Problem statement ▸
Go through the lines below. Copy those with "costume".

>>

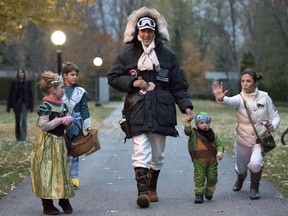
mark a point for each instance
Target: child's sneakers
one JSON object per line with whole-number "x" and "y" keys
{"x": 76, "y": 183}
{"x": 208, "y": 197}
{"x": 198, "y": 199}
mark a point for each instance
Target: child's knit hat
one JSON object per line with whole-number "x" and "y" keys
{"x": 202, "y": 116}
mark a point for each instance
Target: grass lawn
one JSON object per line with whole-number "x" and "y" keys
{"x": 15, "y": 156}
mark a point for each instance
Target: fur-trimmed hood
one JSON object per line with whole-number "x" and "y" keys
{"x": 161, "y": 24}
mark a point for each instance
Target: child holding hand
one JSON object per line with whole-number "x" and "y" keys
{"x": 205, "y": 148}
{"x": 50, "y": 170}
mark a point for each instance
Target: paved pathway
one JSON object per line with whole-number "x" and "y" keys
{"x": 108, "y": 186}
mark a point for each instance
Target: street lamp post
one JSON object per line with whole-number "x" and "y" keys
{"x": 58, "y": 38}
{"x": 97, "y": 62}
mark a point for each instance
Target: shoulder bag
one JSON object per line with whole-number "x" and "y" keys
{"x": 267, "y": 142}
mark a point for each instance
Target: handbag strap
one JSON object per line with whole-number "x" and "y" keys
{"x": 249, "y": 116}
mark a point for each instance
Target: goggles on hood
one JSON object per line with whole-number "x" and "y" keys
{"x": 146, "y": 22}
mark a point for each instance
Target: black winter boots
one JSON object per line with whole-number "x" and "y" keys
{"x": 254, "y": 187}
{"x": 239, "y": 182}
{"x": 49, "y": 208}
{"x": 153, "y": 178}
{"x": 141, "y": 176}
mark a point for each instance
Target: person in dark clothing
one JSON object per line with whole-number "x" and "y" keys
{"x": 20, "y": 99}
{"x": 150, "y": 75}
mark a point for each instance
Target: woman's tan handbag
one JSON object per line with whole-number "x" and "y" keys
{"x": 85, "y": 144}
{"x": 267, "y": 142}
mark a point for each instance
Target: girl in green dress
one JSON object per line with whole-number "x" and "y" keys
{"x": 50, "y": 170}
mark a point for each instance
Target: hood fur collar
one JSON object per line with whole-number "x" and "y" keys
{"x": 131, "y": 29}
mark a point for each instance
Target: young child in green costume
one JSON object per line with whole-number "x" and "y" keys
{"x": 205, "y": 149}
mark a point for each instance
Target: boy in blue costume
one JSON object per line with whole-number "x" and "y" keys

<<

Output for this exercise ▸
Target: young child in green costume
Target: boy in blue costume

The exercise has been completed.